> TASK LIST
**1)** In the news article on the genetic nondiscrimination bill, what was the Senate's vote on S. 306?
**2)** List every member of Congress named in the news article on the genetic nondiscrimination bill.

> TEXT SEGMENT
▬▬▬▬▬▬▬▬▬▬

WASHINGTON (BP)–The U.S. Senate approved without opposition Feb. 17 a bill to restrict insurance companies and employers from discriminating against Americans based on their genetic information.
Senators voted 98-0 for the Genetic Information Nondiscrimination Act, S. 306. The legislation would bar insurance companies from using genetic information to deny coverage or charge higher premiums to healthy people. It also would prohibit employers from using such knowledge in hiring, firing and other employment decisions. Privacy and confidentiality protections would be extended to genetic data.
Supporters of the measure said advances in genetic testing have benefited human beings by enabling doctors to prevent afflictions based on such information. Such genetic data also can prove harmful, proponents of the bill said.
“If people run a risk of losing jobs, promotions or insurance policies on the basis of their genes, many will avoid getting tested and learning about them,” Senate Majority Leader Bill Frist of Tennessee said from the floor before the vote.
“By acting now, we are averting widespread discrimination before it happens…. Congress should be forward thinking in the policies we set, instead of waiting until catastrophe looms. This is not a political or partisan issue. It is a matter of civil rights.”
When the National Institutes of Health offered women genetic testing for breast cancer risk, nearly 32 percent of those who received the offer refused to be tested because of concerns about insurance discrimination, the bill’s chief sponsor, Sen. Olympia Snowe, R.-Maine, said from the floor.
The Senate voted 95-0 for such legislation in 2003, but the House of Representatives never acted on a similar bill sponsored by Rep. Louise Slaughter, D.-N.Y., even though a majority of members were cosponsors.
Snowe and Sen. James Jeffords, I.-Vt., introduced the first genetic nondiscrimination bill in 1996.

▬▬▬▬▬▬▬▬▬▬

> PROVIDED MATERIAL
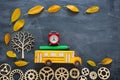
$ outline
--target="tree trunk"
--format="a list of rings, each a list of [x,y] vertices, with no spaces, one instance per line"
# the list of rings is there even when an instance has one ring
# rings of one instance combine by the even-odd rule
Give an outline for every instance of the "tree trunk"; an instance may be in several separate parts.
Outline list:
[[[24,59],[24,49],[22,49],[22,59]]]

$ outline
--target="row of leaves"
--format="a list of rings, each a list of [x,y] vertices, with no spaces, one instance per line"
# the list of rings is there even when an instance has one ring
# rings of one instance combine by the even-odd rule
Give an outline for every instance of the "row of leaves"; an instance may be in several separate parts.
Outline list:
[[[80,12],[79,8],[75,5],[66,5],[65,6],[68,10],[70,10],[71,12],[74,12],[74,13],[78,13]],[[44,9],[44,6],[41,6],[41,5],[36,5],[32,8],[30,8],[28,10],[27,13],[24,14],[25,15],[36,15],[36,14],[39,14],[43,11]],[[89,14],[92,14],[92,13],[96,13],[99,11],[99,6],[90,6],[89,8],[86,9],[85,13],[89,13]],[[47,12],[49,13],[56,13],[58,11],[61,10],[61,6],[59,5],[52,5],[50,6],[47,10]],[[24,19],[20,19],[21,16],[21,9],[20,8],[16,8],[13,12],[12,12],[12,15],[11,15],[11,21],[10,21],[10,24],[12,23],[15,23],[14,26],[13,26],[13,31],[19,31],[20,29],[23,28],[24,24],[25,24],[25,20]],[[6,33],[5,34],[5,37],[4,37],[4,41],[5,41],[5,44],[8,45],[9,42],[10,42],[10,33]],[[16,53],[14,53],[13,51],[7,51],[6,55],[10,58],[17,58],[17,55]],[[112,62],[112,59],[111,58],[105,58],[103,59],[100,64],[103,64],[103,65],[107,65],[107,64],[110,64]],[[90,66],[96,66],[96,63],[92,60],[88,60],[87,63],[90,65]],[[28,62],[26,61],[23,61],[23,60],[18,60],[15,62],[15,65],[16,66],[25,66],[27,65]]]

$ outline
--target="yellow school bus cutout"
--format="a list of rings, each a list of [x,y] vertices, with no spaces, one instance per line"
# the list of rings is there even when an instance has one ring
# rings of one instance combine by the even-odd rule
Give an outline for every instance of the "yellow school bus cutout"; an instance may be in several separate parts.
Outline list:
[[[75,51],[54,51],[54,50],[36,50],[34,55],[35,63],[72,63],[81,65],[82,60],[76,55]]]

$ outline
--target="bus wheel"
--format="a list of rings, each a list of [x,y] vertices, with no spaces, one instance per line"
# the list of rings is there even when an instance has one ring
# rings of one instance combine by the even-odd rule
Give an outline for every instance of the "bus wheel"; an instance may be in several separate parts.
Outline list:
[[[79,77],[79,75],[80,75],[80,72],[79,72],[79,70],[77,68],[72,68],[70,70],[71,78],[77,79]]]
[[[51,65],[52,65],[52,62],[51,62],[50,60],[47,60],[47,61],[46,61],[46,65],[47,65],[47,66],[51,66]]]
[[[75,62],[75,66],[79,66],[80,65],[80,62],[79,61],[76,61]]]
[[[53,80],[54,79],[54,71],[51,67],[43,67],[39,71],[40,80]]]
[[[68,78],[69,78],[68,70],[63,67],[58,68],[55,71],[55,78],[56,78],[56,80],[68,80]]]

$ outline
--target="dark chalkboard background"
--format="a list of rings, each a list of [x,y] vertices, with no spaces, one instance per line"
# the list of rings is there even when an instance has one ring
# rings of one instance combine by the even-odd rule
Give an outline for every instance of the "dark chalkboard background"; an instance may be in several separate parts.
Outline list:
[[[53,30],[60,33],[61,45],[70,46],[70,49],[75,50],[82,57],[82,67],[97,71],[97,68],[91,68],[86,64],[87,59],[98,63],[105,57],[113,58],[112,65],[107,66],[111,71],[109,80],[120,80],[119,0],[0,0],[0,64],[6,62],[12,66],[12,69],[18,68],[13,64],[16,60],[6,57],[6,51],[11,48],[7,48],[3,41],[5,33],[10,32],[13,35],[13,26],[8,25],[12,11],[16,7],[20,7],[24,14],[29,8],[38,4],[43,5],[45,9],[53,4],[61,6],[73,4],[80,8],[80,13],[74,14],[62,8],[55,14],[42,12],[39,15],[25,17],[26,22],[22,31],[29,31],[34,35],[35,45],[31,52],[25,54],[25,60],[30,63],[28,66],[20,68],[23,72],[30,68],[39,71],[44,66],[43,64],[34,64],[34,51],[40,45],[47,45],[47,35]],[[85,9],[91,5],[100,6],[100,12],[84,15]],[[20,58],[21,54],[18,56]],[[53,64],[51,67],[54,67],[54,70],[61,66],[68,70],[74,67],[74,65],[69,65]],[[78,68],[81,69],[81,66]]]

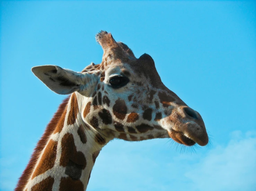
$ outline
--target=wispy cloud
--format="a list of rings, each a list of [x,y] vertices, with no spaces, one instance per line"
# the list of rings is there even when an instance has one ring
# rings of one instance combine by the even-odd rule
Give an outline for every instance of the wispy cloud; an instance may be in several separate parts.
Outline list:
[[[234,131],[226,145],[178,156],[159,141],[115,141],[104,148],[89,190],[256,190],[256,133]]]
[[[185,173],[192,190],[256,190],[255,135],[234,131],[227,146],[217,146],[193,165]]]

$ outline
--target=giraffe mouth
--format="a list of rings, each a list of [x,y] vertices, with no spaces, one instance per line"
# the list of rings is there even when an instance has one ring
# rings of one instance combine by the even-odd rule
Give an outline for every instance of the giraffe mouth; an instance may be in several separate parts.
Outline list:
[[[168,131],[168,133],[170,137],[174,141],[180,144],[186,146],[192,146],[196,143],[183,133],[177,131],[173,129],[170,131]]]

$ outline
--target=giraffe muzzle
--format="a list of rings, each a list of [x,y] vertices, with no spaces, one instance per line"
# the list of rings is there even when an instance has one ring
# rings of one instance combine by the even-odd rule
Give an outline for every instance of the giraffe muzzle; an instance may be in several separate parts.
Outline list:
[[[174,125],[168,131],[171,138],[187,146],[196,143],[200,146],[207,144],[209,138],[204,123],[198,112],[185,106],[181,107],[173,114],[180,118],[174,122]]]

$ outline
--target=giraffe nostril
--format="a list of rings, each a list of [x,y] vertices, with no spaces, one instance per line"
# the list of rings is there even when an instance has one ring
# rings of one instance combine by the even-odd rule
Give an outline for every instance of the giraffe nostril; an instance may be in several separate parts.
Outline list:
[[[198,119],[197,115],[196,112],[190,108],[184,108],[184,111],[187,115],[195,119]]]

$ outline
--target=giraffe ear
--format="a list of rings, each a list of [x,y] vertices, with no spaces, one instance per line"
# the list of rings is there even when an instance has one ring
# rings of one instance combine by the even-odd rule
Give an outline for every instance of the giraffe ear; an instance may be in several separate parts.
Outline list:
[[[55,66],[36,66],[32,68],[31,70],[46,86],[59,94],[69,94],[75,91],[82,91],[89,80],[87,80],[88,78],[86,74]]]

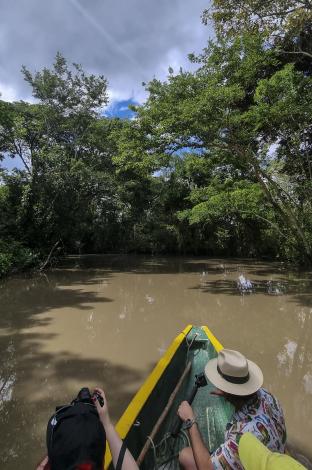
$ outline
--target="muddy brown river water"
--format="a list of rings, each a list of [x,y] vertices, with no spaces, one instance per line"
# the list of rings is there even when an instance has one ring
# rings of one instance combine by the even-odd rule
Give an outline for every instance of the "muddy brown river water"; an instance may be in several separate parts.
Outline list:
[[[102,386],[116,421],[189,323],[263,369],[312,458],[312,272],[246,260],[72,257],[0,283],[0,468],[34,468],[55,406]]]

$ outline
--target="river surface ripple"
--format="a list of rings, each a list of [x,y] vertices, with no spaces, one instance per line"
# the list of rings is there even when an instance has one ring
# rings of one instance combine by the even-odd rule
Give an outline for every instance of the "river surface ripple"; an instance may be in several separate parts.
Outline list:
[[[102,386],[116,421],[189,323],[259,364],[312,457],[312,273],[247,260],[70,257],[0,284],[0,463],[33,468],[55,406]]]

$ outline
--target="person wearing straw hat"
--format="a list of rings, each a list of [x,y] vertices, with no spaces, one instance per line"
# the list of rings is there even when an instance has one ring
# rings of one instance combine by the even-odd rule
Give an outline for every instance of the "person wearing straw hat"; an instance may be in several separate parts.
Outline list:
[[[243,354],[223,349],[205,367],[206,378],[216,387],[213,395],[234,406],[234,415],[226,427],[224,443],[210,454],[197,428],[191,406],[182,402],[178,415],[188,430],[191,447],[182,449],[179,462],[185,470],[243,470],[238,444],[246,432],[257,437],[267,448],[284,453],[286,427],[277,399],[262,388],[260,367]]]
[[[259,439],[246,432],[239,441],[239,458],[245,470],[305,470],[289,455],[271,452]]]

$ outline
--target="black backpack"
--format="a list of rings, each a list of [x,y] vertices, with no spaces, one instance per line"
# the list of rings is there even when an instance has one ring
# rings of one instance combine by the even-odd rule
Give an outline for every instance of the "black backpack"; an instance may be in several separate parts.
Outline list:
[[[51,470],[73,470],[79,464],[103,469],[106,435],[95,406],[73,401],[49,419],[47,448]]]

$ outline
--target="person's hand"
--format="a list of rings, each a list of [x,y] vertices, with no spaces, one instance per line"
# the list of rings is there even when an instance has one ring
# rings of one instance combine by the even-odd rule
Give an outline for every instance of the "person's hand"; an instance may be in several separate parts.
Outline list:
[[[106,396],[105,396],[104,390],[102,390],[101,388],[96,387],[94,389],[94,392],[101,395],[101,397],[104,400],[104,405],[101,406],[100,403],[99,403],[99,400],[97,400],[95,397],[93,397],[93,401],[94,401],[94,404],[96,406],[97,412],[99,414],[100,420],[102,421],[103,426],[105,427],[110,423],[110,417],[109,417],[109,413],[108,413],[108,406],[107,406]]]
[[[178,408],[178,415],[182,421],[186,421],[187,419],[195,419],[192,407],[187,401],[182,401]]]

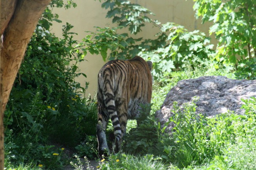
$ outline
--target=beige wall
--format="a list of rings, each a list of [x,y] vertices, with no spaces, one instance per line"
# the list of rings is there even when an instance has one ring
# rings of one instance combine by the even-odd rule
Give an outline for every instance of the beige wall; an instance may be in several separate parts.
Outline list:
[[[111,24],[111,20],[106,18],[107,10],[101,8],[101,3],[98,0],[77,0],[75,1],[78,6],[74,9],[65,10],[54,9],[54,12],[59,15],[59,19],[62,23],[54,23],[52,31],[56,35],[61,37],[62,26],[66,22],[74,26],[71,30],[78,33],[75,37],[76,40],[82,40],[87,33],[85,31],[94,31],[94,26],[100,27],[115,26]],[[103,2],[104,0],[102,0]],[[200,20],[196,20],[192,0],[132,0],[132,3],[138,4],[148,8],[156,14],[154,19],[158,19],[161,23],[173,22],[185,26],[189,31],[199,29],[208,35],[209,23],[202,25]],[[138,37],[152,37],[158,31],[148,24],[143,29]],[[87,95],[95,95],[97,89],[98,72],[104,65],[101,57],[87,54],[85,58],[87,61],[80,64],[79,68],[81,72],[87,75],[86,79],[79,78],[77,80],[84,86],[85,81],[90,82]]]

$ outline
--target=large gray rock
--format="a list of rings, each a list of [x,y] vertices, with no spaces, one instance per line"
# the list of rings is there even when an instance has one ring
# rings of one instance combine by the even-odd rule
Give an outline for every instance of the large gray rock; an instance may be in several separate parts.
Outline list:
[[[173,115],[173,102],[178,106],[191,101],[192,98],[199,97],[196,102],[197,112],[206,116],[224,113],[228,110],[237,114],[245,110],[240,108],[241,99],[256,97],[256,80],[232,80],[223,76],[205,76],[178,82],[166,96],[156,117],[163,126]],[[171,125],[170,126],[171,126]]]

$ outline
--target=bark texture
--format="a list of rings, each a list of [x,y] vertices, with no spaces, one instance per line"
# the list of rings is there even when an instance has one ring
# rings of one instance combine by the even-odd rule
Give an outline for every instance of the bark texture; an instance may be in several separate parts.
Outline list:
[[[51,0],[0,0],[0,170],[4,169],[4,112],[38,20]]]

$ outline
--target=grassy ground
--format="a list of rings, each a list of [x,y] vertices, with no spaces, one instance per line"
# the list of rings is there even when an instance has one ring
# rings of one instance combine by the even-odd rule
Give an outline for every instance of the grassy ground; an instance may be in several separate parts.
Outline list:
[[[225,70],[198,69],[172,73],[155,82],[150,115],[144,115],[143,121],[138,126],[136,121],[129,121],[122,152],[106,159],[96,158],[100,163],[96,168],[129,170],[256,169],[256,99],[245,101],[247,104],[243,107],[246,114],[244,115],[227,113],[207,118],[195,114],[194,104],[186,105],[186,109],[182,112],[177,108],[176,114],[171,119],[176,124],[171,137],[163,133],[155,121],[154,113],[160,108],[166,93],[178,81],[210,75],[234,77]],[[111,126],[109,127],[111,129]],[[88,140],[86,144],[79,145],[81,157],[88,154],[86,150],[89,148],[85,148],[88,143],[89,145],[95,143],[96,138],[93,137]],[[95,144],[91,146],[94,150],[92,152],[95,152]],[[65,154],[65,152],[62,154]],[[9,155],[7,157],[10,156]],[[74,169],[82,169],[84,162],[71,161],[76,164],[76,166],[73,166]],[[31,162],[28,164],[17,165],[7,159],[5,167],[8,170],[54,169],[34,164],[33,160]],[[68,160],[65,163],[69,162]],[[60,162],[63,165],[65,163]],[[63,168],[61,166],[55,167],[58,168],[54,169]]]

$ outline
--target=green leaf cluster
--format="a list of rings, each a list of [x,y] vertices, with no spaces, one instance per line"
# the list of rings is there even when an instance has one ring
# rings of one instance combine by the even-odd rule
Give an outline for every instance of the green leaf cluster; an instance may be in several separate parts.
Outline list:
[[[85,54],[74,39],[76,34],[67,23],[61,38],[49,27],[58,18],[50,7],[75,6],[67,3],[52,1],[46,9],[14,82],[4,117],[6,157],[13,163],[33,160],[45,168],[59,168],[65,161],[60,148],[74,148],[96,133],[96,104],[85,96],[89,83],[82,87],[75,80],[86,77],[78,69]]]
[[[256,1],[194,1],[196,16],[203,22],[213,22],[209,32],[218,41],[214,59],[249,75],[243,78],[255,79],[252,64],[256,61]]]
[[[198,31],[189,32],[173,23],[161,24],[150,19],[154,15],[152,12],[128,1],[108,0],[102,6],[109,9],[106,17],[117,26],[96,27],[80,45],[91,54],[100,54],[104,61],[140,55],[153,62],[152,74],[157,79],[165,72],[206,67],[212,58],[210,38]],[[133,34],[141,31],[146,23],[158,29],[155,38],[135,38]],[[130,33],[123,33],[126,28]]]

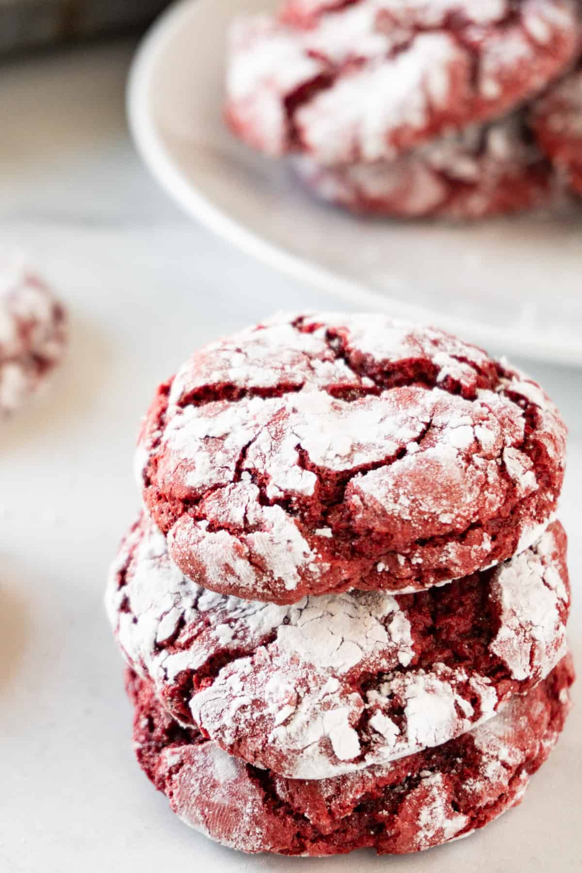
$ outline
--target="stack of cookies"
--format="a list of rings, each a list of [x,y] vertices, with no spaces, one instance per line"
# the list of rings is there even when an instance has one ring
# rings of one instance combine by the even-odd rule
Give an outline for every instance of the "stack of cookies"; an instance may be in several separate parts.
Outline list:
[[[177,815],[403,853],[518,803],[573,679],[565,436],[530,379],[382,316],[281,316],[161,385],[107,608]]]
[[[581,11],[286,0],[233,26],[227,120],[356,211],[468,219],[553,204],[582,193]]]

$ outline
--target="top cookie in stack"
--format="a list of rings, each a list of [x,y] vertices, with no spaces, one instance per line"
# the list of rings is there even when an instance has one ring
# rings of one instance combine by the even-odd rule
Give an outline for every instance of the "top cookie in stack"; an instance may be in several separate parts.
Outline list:
[[[564,163],[531,107],[580,33],[576,0],[287,0],[234,24],[226,117],[353,210],[529,209],[558,199]]]
[[[145,503],[180,569],[293,603],[421,590],[531,545],[565,429],[535,382],[381,316],[280,318],[195,354],[140,438]]]
[[[178,815],[408,852],[518,803],[573,678],[565,436],[522,374],[383,316],[280,316],[162,384],[107,608]]]

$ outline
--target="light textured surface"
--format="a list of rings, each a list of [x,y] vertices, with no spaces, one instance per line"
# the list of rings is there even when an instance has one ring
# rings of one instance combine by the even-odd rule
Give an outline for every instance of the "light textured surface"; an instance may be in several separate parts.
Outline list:
[[[0,436],[0,870],[303,873],[309,862],[250,860],[210,843],[156,795],[130,747],[102,601],[138,506],[134,440],[154,383],[195,346],[329,299],[182,220],[157,192],[123,123],[128,58],[124,46],[86,49],[4,66],[0,79],[0,113],[10,119],[0,140],[1,244],[30,251],[72,322],[53,402],[24,410]],[[517,362],[571,426],[561,518],[582,666],[582,374]],[[579,705],[524,805],[483,833],[418,857],[327,859],[317,873],[578,871],[580,736]]]

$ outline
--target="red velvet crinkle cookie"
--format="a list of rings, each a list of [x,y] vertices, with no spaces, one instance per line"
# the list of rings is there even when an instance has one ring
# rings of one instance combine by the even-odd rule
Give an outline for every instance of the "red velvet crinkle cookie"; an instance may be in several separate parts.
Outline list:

▬▬▬▬▬▬▬▬▬▬

> TASK RESPONSES
**1)** 98-0

**2)** Bill Frist, Olympia Snowe, Louise Slaughter, James Jeffords